Saved data entries:
— start —

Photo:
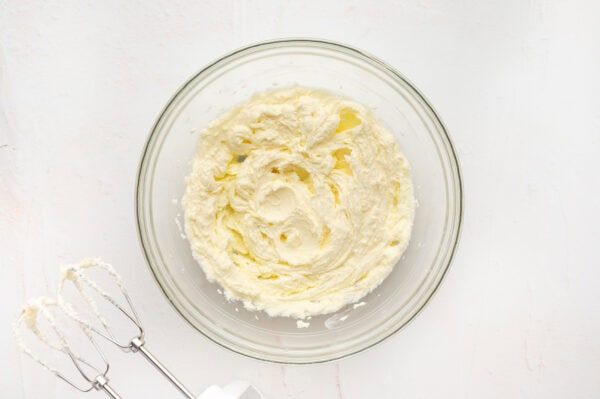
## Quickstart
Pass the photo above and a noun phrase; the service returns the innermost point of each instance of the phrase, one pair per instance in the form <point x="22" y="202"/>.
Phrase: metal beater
<point x="77" y="276"/>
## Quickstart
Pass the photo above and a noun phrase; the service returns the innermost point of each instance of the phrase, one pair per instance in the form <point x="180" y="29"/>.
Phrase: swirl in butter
<point x="299" y="202"/>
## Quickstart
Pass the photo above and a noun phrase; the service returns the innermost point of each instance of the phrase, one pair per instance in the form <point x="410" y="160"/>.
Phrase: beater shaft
<point x="137" y="345"/>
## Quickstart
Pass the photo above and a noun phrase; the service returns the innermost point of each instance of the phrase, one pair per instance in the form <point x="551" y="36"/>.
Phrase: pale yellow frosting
<point x="298" y="203"/>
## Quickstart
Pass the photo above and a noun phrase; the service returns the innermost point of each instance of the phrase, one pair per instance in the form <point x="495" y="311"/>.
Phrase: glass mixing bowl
<point x="350" y="73"/>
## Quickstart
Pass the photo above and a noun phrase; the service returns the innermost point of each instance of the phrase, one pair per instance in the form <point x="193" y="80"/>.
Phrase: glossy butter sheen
<point x="298" y="202"/>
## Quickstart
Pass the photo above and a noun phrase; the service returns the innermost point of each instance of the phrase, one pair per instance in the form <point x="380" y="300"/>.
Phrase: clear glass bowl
<point x="350" y="73"/>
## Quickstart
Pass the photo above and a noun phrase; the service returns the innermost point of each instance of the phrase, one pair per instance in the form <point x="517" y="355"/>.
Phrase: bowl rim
<point x="331" y="45"/>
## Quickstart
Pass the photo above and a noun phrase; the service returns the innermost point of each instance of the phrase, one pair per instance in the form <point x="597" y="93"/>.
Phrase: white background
<point x="517" y="83"/>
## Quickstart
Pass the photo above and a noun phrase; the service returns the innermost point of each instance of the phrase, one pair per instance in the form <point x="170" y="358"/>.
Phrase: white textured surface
<point x="517" y="84"/>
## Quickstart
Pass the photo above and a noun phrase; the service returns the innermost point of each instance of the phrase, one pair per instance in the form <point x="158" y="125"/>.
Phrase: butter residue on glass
<point x="298" y="203"/>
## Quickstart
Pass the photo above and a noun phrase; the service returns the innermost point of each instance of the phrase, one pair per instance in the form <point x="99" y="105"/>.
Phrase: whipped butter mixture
<point x="299" y="202"/>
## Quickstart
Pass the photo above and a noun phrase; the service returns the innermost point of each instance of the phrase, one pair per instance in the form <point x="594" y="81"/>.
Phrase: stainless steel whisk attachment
<point x="94" y="377"/>
<point x="87" y="290"/>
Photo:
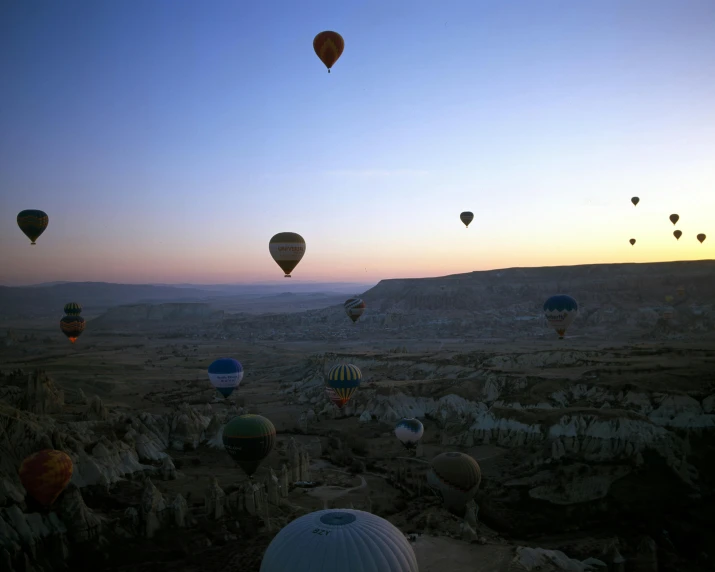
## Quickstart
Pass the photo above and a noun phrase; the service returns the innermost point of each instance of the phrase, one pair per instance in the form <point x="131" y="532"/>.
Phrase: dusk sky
<point x="169" y="140"/>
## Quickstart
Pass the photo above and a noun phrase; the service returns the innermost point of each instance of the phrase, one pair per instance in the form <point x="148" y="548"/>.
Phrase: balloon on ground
<point x="560" y="311"/>
<point x="339" y="540"/>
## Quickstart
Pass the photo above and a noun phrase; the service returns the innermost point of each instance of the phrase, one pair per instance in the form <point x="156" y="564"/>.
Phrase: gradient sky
<point x="168" y="140"/>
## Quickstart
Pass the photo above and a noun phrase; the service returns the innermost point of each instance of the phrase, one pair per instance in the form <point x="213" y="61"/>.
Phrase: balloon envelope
<point x="560" y="311"/>
<point x="249" y="439"/>
<point x="225" y="374"/>
<point x="45" y="475"/>
<point x="409" y="432"/>
<point x="32" y="223"/>
<point x="287" y="249"/>
<point x="354" y="308"/>
<point x="328" y="47"/>
<point x="339" y="540"/>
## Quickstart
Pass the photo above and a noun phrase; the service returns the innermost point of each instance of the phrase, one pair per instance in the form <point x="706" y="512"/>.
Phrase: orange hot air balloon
<point x="45" y="475"/>
<point x="329" y="47"/>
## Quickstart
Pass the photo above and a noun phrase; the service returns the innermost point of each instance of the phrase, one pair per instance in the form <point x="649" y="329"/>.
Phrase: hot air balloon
<point x="45" y="475"/>
<point x="225" y="374"/>
<point x="328" y="47"/>
<point x="455" y="477"/>
<point x="560" y="311"/>
<point x="287" y="249"/>
<point x="72" y="325"/>
<point x="339" y="540"/>
<point x="32" y="223"/>
<point x="409" y="432"/>
<point x="354" y="308"/>
<point x="249" y="439"/>
<point x="344" y="379"/>
<point x="466" y="217"/>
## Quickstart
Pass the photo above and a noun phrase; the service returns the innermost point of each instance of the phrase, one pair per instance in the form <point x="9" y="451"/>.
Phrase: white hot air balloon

— end —

OBJECTIVE:
Repeat everything in the records precisely. Images are excluded from the copy.

RESPONSE TO THIS EXERCISE:
Photo:
## Quickstart
Pass the photo above and a noun phrase; the service returns the innermost point of each instance of the phrase, one pair per instance in the form <point x="22" y="202"/>.
Phrase: metal beater
<point x="77" y="276"/>
## Quickstart
Pass the photo above and a noun phrase; the service returns the innermost point of each instance of the phrase, one pair per instance in the form <point x="180" y="29"/>.
Phrase: swirl in butter
<point x="299" y="202"/>
## Quickstart
Pass the photo above and a noun phrase; the service returns the innermost point of each instance of the phrase, one pair per instance in the form <point x="410" y="160"/>.
Phrase: beater shaft
<point x="137" y="345"/>
## Quickstart
Pass the photo above and a noun phrase; the service returns the innermost point of each instance of the phrase, one pair per instance in the form <point x="551" y="36"/>.
Phrase: pale yellow frosting
<point x="298" y="203"/>
## Quickstart
Pass the photo above and a noun phrase; the service returns the innermost point of each instance of the phrase, one pair per instance in the form <point x="495" y="311"/>.
Phrase: glass mixing bowl
<point x="350" y="73"/>
## Quickstart
Pass the photo above and a noun phrase; the service returns the innermost point of each instance of the phrase, one pair per instance in the form <point x="193" y="80"/>.
Phrase: glossy butter sheen
<point x="298" y="202"/>
## Quickstart
Pass the photo above and a noun phrase; the service returns the innermost point of each instance of the phrase, one pair per instance in the form <point x="380" y="300"/>.
Phrase: clear glass bowl
<point x="350" y="73"/>
## Quickstart
Pass the photo above and a noun phrase; the service returns the innermost point of each instance of the phrase, one pair per instance in the form <point x="517" y="355"/>.
Phrase: bowl rim
<point x="331" y="45"/>
## Quickstart
Pass the photo above and a noun phrase; the service returns the innermost point of each instance of the phrase, one pair per instance in the form <point x="597" y="93"/>.
Phrase: white background
<point x="517" y="83"/>
## Quickstart
Pass the photo above and a noun phrase; the service returns the innermost point of each instance of the phrase, one pair per instance in the form <point x="170" y="358"/>.
Phrase: white textured surface
<point x="517" y="84"/>
## Quickstart
Pass the photo above and a noun phrase; the service returns the innermost point of each instance of the phrase, one pair per instance in the form <point x="158" y="125"/>.
Phrase: butter residue on glass
<point x="298" y="203"/>
## Quickstart
Pass the photo above and a noun phrase; the service returns the innermost point of each instance of the phrase, one pair per instance in the form <point x="99" y="105"/>.
Phrase: whipped butter mixture
<point x="299" y="202"/>
## Quickstart
Pass the photo above and a noun phrase; the service returns the innermost point of each instance of the phrase, one pair per instance in the form <point x="594" y="81"/>.
Phrase: stainless steel whisk attachment
<point x="94" y="377"/>
<point x="87" y="290"/>
Photo:
## Quickstart
Pass the photo above and a noun phrase; the service returns the innermost point of each instance of the phrase, one pair per instance in the form <point x="131" y="532"/>.
Phrase: dusk sky
<point x="169" y="140"/>
## Quickstart
Pass the photo above and a noun phrase; the service returns the innermost point of each instance of the phrase, one pair per instance in the form <point x="148" y="548"/>.
Phrase: balloon on ground
<point x="560" y="311"/>
<point x="339" y="540"/>
## Quickstart
Pass the photo above and a noun phrase; the service returns the innermost point of each instance of the phrase, one pair per instance in the form <point x="156" y="564"/>.
Phrase: gradient sky
<point x="168" y="140"/>
## Quickstart
Pass the photo above and a noun phrase; the service returns the innermost point of each instance of the phrase, one pair per instance in the form <point x="213" y="61"/>.
Phrase: balloon envelope
<point x="560" y="311"/>
<point x="249" y="439"/>
<point x="225" y="374"/>
<point x="45" y="475"/>
<point x="409" y="432"/>
<point x="32" y="223"/>
<point x="287" y="249"/>
<point x="354" y="308"/>
<point x="328" y="47"/>
<point x="339" y="540"/>
## Quickstart
Pass the photo above and a noun phrase; the service returns the innermost point of each instance of the phrase, one pair per instance in the form <point x="706" y="512"/>.
Phrase: orange hot air balloon
<point x="45" y="475"/>
<point x="329" y="47"/>
## Quickstart
Pass the photo above and a noun phrase; the service returns the innermost point of each instance of the phrase, one pair per instance in the form <point x="649" y="329"/>.
Phrase: hot air balloon
<point x="45" y="475"/>
<point x="225" y="374"/>
<point x="328" y="47"/>
<point x="455" y="477"/>
<point x="560" y="311"/>
<point x="287" y="249"/>
<point x="72" y="325"/>
<point x="339" y="540"/>
<point x="32" y="223"/>
<point x="409" y="432"/>
<point x="354" y="308"/>
<point x="249" y="439"/>
<point x="344" y="379"/>
<point x="466" y="217"/>
## Quickstart
Pass the photo above and a noun phrase; the service returns the innermost point of each instance of the phrase, one pair per instance in the form <point x="9" y="451"/>.
Phrase: white hot air balloon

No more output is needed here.